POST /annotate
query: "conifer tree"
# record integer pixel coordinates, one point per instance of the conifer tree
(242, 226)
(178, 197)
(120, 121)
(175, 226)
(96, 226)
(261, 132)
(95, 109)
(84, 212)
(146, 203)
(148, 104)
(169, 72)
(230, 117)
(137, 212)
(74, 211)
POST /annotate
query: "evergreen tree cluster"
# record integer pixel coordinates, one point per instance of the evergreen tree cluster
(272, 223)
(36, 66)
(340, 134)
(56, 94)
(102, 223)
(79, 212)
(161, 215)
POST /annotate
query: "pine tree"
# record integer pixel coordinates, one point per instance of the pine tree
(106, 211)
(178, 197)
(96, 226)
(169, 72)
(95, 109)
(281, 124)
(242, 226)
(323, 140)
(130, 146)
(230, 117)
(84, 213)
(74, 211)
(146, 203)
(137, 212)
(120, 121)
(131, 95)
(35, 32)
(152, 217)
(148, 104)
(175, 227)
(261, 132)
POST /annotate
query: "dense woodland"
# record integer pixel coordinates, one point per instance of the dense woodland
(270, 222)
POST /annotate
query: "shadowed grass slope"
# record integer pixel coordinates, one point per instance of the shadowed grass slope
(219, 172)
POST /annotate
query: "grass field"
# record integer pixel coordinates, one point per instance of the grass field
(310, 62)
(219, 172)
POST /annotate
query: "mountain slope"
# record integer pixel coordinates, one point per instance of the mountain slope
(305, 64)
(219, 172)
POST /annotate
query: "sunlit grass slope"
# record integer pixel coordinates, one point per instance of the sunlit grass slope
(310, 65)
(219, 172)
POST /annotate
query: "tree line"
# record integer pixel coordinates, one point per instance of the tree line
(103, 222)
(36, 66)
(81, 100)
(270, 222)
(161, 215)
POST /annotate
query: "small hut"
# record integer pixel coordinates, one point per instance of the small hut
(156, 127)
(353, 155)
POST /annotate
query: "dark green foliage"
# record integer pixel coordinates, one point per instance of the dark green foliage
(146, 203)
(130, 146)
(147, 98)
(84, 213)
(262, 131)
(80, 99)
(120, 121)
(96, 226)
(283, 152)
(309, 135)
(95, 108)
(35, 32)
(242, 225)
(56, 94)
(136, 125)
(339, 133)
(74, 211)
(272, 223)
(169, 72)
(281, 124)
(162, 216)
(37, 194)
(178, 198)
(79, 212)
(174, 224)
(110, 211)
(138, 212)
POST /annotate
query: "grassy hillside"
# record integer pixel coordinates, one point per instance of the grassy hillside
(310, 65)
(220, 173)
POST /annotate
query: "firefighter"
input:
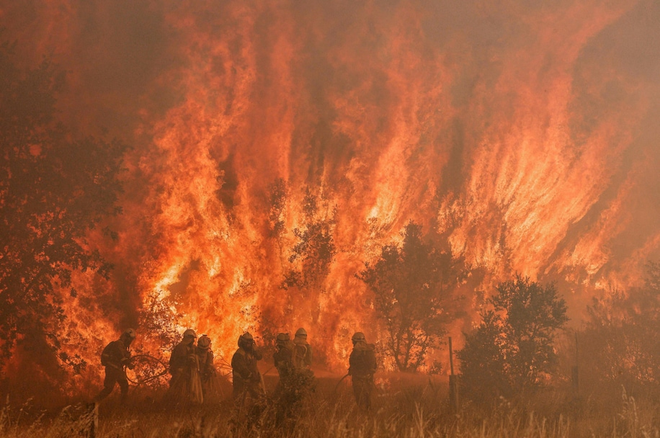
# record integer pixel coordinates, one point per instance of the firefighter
(246, 376)
(115, 357)
(185, 384)
(362, 368)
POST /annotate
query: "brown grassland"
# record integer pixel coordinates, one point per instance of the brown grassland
(403, 410)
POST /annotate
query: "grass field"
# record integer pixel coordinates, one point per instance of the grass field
(406, 408)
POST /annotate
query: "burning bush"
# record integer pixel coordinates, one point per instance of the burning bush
(412, 286)
(512, 350)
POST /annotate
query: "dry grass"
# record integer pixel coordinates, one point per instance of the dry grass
(410, 413)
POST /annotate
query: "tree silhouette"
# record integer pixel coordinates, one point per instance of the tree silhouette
(412, 286)
(53, 190)
(512, 349)
(315, 247)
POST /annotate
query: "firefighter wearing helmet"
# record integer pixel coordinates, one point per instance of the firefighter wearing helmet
(247, 379)
(302, 357)
(362, 366)
(115, 357)
(185, 384)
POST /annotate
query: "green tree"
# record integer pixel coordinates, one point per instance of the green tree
(53, 190)
(512, 350)
(412, 286)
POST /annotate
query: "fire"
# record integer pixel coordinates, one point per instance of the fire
(506, 143)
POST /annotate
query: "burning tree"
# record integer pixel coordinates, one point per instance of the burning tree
(512, 349)
(53, 190)
(412, 286)
(315, 248)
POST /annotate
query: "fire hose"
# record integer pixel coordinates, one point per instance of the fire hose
(138, 382)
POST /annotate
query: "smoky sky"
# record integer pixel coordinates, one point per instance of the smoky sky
(128, 63)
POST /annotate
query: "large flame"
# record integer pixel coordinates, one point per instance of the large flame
(519, 131)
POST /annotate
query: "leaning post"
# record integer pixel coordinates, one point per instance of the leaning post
(453, 382)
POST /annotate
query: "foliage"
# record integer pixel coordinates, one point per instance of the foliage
(315, 248)
(512, 350)
(412, 286)
(53, 190)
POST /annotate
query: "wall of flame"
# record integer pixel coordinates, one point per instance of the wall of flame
(525, 132)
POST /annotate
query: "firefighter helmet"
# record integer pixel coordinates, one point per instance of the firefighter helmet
(204, 342)
(359, 337)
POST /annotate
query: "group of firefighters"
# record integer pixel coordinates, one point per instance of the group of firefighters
(194, 379)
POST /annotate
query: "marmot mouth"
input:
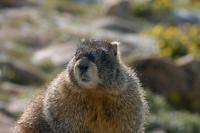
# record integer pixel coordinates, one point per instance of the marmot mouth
(85, 79)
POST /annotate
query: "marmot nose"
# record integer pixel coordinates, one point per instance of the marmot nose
(83, 67)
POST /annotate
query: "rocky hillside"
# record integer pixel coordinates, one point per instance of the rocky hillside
(160, 39)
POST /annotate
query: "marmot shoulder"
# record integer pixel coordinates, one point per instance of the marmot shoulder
(96, 93)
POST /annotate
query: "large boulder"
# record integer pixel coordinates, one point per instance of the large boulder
(184, 16)
(178, 81)
(19, 73)
(57, 54)
(118, 25)
(13, 3)
(120, 8)
(6, 123)
(163, 77)
(132, 46)
(191, 68)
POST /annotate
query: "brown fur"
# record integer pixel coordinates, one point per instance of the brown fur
(65, 108)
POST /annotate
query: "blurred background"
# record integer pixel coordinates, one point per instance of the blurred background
(160, 39)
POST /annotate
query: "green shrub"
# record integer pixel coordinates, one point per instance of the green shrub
(174, 122)
(175, 41)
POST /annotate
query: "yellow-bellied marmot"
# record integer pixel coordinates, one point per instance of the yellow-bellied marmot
(95, 94)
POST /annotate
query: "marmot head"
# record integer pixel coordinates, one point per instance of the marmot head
(95, 64)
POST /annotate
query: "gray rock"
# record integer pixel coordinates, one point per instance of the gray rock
(132, 46)
(118, 24)
(121, 8)
(13, 3)
(185, 16)
(14, 89)
(19, 73)
(191, 68)
(6, 123)
(57, 54)
(17, 106)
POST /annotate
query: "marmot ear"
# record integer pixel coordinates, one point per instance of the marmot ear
(115, 45)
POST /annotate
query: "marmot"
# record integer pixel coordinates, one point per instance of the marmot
(96, 93)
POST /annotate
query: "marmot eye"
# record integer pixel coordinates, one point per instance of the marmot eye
(90, 57)
(104, 55)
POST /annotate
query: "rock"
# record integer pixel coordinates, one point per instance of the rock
(132, 46)
(178, 81)
(57, 54)
(191, 67)
(119, 25)
(158, 130)
(17, 106)
(185, 16)
(19, 73)
(6, 123)
(121, 8)
(13, 3)
(163, 77)
(14, 89)
(87, 1)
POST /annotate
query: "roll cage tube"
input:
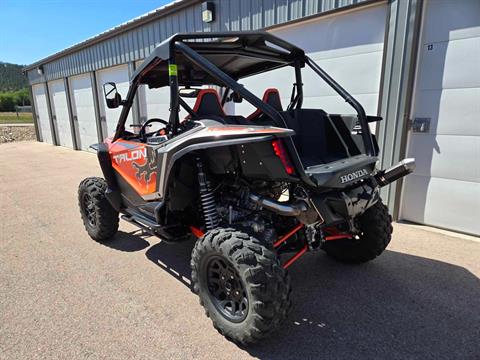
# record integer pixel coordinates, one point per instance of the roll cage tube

****

* Activity
Give back the listing exactly, with the pictures removed.

* Reply
POST /annotate
query: "conifer tree"
# record integer pixel coordinates, one point per instance of the conifer tree
(242, 226)
(178, 197)
(120, 121)
(175, 226)
(96, 226)
(261, 132)
(95, 109)
(84, 212)
(146, 203)
(148, 104)
(169, 72)
(230, 117)
(137, 212)
(74, 211)
POST /annotate
query: "evergreen tree cluster"
# record integer pixel coordinates, one point per instance of the evergreen tree cluster
(272, 223)
(36, 66)
(340, 134)
(56, 94)
(102, 223)
(79, 212)
(161, 215)
POST /annotate
query: "pine tree"
# record integer pixel coordinates, one point per instance of the pine tree
(106, 211)
(178, 197)
(96, 226)
(169, 72)
(95, 109)
(281, 124)
(242, 226)
(323, 140)
(130, 146)
(230, 117)
(84, 213)
(74, 211)
(146, 203)
(137, 212)
(120, 121)
(131, 95)
(35, 32)
(152, 217)
(148, 104)
(175, 227)
(261, 132)
POST /annotate
query: "dense woodland"
# record integer pixel coordinates, one point per instance of the dense woodland
(270, 222)
POST /annotate
query: "shadowed grass slope"
# record integer pixel coordinates, one point per instance of the shadowed grass slope
(219, 172)
POST /annotate
query: "grass field"
# record integer pixel coordinates, one point per instance of the grass field
(310, 62)
(219, 172)
POST /annotate
query: "mountain slope"
# record integer pixel coordinates, one point per instance of the mountain slope
(305, 64)
(219, 172)
POST /annotate
query: "sunlit grass slope"
# record integer pixel coordinates, one point per instance of the sunlit grass slope
(310, 65)
(219, 172)
POST /annotate
query: "tree line"
# record integer pixel coordinates, one point per instance of the tree line
(103, 222)
(36, 66)
(81, 100)
(270, 222)
(161, 215)
POST /annotate
query: "small hut"
# record integer pixel coordinates, one point per instance of the small hut
(156, 127)
(353, 155)
POST /annotate
query: "dark green foliage"
# record integer pixel coordinates, one point per instance of the dark green foliage
(146, 203)
(130, 146)
(147, 98)
(84, 213)
(262, 131)
(80, 99)
(120, 121)
(96, 226)
(283, 152)
(309, 135)
(95, 108)
(35, 32)
(242, 225)
(56, 94)
(136, 125)
(339, 133)
(74, 211)
(272, 223)
(169, 72)
(281, 124)
(162, 216)
(37, 194)
(178, 198)
(79, 212)
(174, 224)
(110, 211)
(138, 212)
POST /annotate
query: "grassy hillside"
# record integer pixel coordinates, one point per instance of the grassy hillside
(310, 65)
(220, 173)
POST /annotate
query: "firefighter"
input:
# record integer pixel coordinates, one point per instance of the firefighter
(246, 376)
(115, 357)
(185, 384)
(362, 368)
POST /annotate
query: "brown grassland"
# record integer pixel coordinates, one point per instance of the brown grassland
(403, 410)
POST /annotate
query: "grass field"
# record integer pixel coordinates, one point per instance of the grass field
(406, 408)
POST /annotate
query: "burning bush"
# record integer pixel coordinates, one point per instance of the burning bush
(412, 286)
(512, 350)
POST /annotate
query: "dry grass"
# record integer pixel coordinates, one point per instance of the dry grass
(410, 413)
POST /annotate
query: "tree silhouette"
# record integer pixel coordinates, one point per instance of the tree silhouette
(412, 286)
(53, 190)
(512, 349)
(315, 247)
POST /annotate
query: "firefighter wearing helmet"
# record integer pixel coordinates, one point per instance of the firefighter wearing helmet
(247, 379)
(302, 357)
(362, 366)
(115, 357)
(185, 384)
POST /annotate
query: "green tree"
# record integer pixel coordinates, one point per instance of the green tree
(53, 190)
(512, 350)
(412, 286)
POST /annotate
query: "fire"
# record integer pixel coordinates, one point per instance of the fire
(506, 143)
POST /annotate
query: "burning tree"
# record integer pixel coordinates, one point per instance of the burning tree
(512, 349)
(53, 190)
(412, 286)
(315, 248)
POST /annotate
query: "fire hose"
# record integer pixel coordinates, one point per instance of the fire hose
(138, 382)
POST /annotate
query: "smoky sky"
# record integer pixel coordinates, one point per instance of the smoky sky
(128, 63)
POST /annotate
query: "large flame"
# record integer pixel coordinates, one point per instance of the large flame
(519, 131)
POST /annotate
query: "leaning post"
# record integer pixel coordinates, one point per instance of the leaning post
(453, 382)
POST /annotate
query: "foliage"
# record integer pixel coordinates, one point per instance of the foliage
(315, 248)
(512, 350)
(412, 286)
(53, 190)
POST /annotate
query: "wall of flame"
# record integer pixel coordinates, one point per instance of the wall of flame
(525, 132)
POST /annotate
query: "firefighter helmet"
# record integer pixel coordinates, one point per instance of the firefighter helmet
(204, 342)
(359, 337)
POST /annotate
query: "group of firefighters"
# record integer pixel coordinates, one point per instance of the group of firefighters
(194, 379)
POST /annotate
query: "marmot mouth"
input:
# record integer pixel coordinates, one point per instance of the marmot mouth
(85, 79)
POST /annotate
query: "marmot nose"
# record integer pixel coordinates, one point per instance of the marmot nose
(83, 67)
POST /annotate
query: "rocky hillside"
# record integer pixel coordinates, one point per instance of the rocky hillside
(160, 39)
POST /annotate
query: "marmot shoulder"
# record integer pixel coordinates, one point per instance of the marmot shoulder
(96, 93)
POST /annotate
query: "large boulder"
# record integer pixel coordinates, one point per instance of the large boulder
(184, 16)
(178, 81)
(19, 73)
(57, 54)
(118, 25)
(13, 3)
(120, 8)
(6, 123)
(163, 77)
(132, 46)
(191, 68)
POST /annotate
query: "brown fur"
# record integer pixel coordinates, one point per instance of the brown fur
(65, 108)
POST /annotate
query: "blurred background"
# record integer pixel coordinates, one point per instance of the blurred background
(160, 39)
POST /annotate
query: "green shrub"
# record integer pixel coordinates, one point per instance of the green shrub
(174, 122)
(175, 41)
POST /annotate
query: "yellow-bellied marmot"
# record integer pixel coordinates, one point per instance of the yellow-bellied marmot
(95, 94)
POST /annotate
query: "marmot head"
# record integer pixel coordinates, one point per instance of the marmot head
(95, 64)
POST /annotate
query: "gray rock"
# record integer pixel coordinates, one point per instance of the gray rock
(132, 46)
(118, 24)
(121, 8)
(13, 3)
(185, 16)
(14, 89)
(19, 73)
(191, 68)
(6, 123)
(57, 54)
(17, 106)
POST /annotate
query: "marmot ear"
# record integer pixel coordinates, one point per instance of the marmot ear
(115, 45)
POST /annotate
query: "marmot"
# record integer pixel coordinates, one point per instance of the marmot
(96, 93)
POST /annotate
query: "marmot eye"
# record integer pixel coordinates, one point per instance of the marmot eye
(90, 57)
(104, 55)
POST /annotate
query: "rock"
# record integer pixel coordinates, one point per instance of the rock
(132, 46)
(178, 81)
(57, 54)
(191, 67)
(119, 25)
(158, 130)
(17, 106)
(185, 16)
(19, 73)
(6, 123)
(121, 8)
(13, 3)
(163, 77)
(14, 89)
(87, 1)
POST /annotate
query: "roll cage tube"
input:
# record integer pixel coordinates, one point per instance of the roll cage tube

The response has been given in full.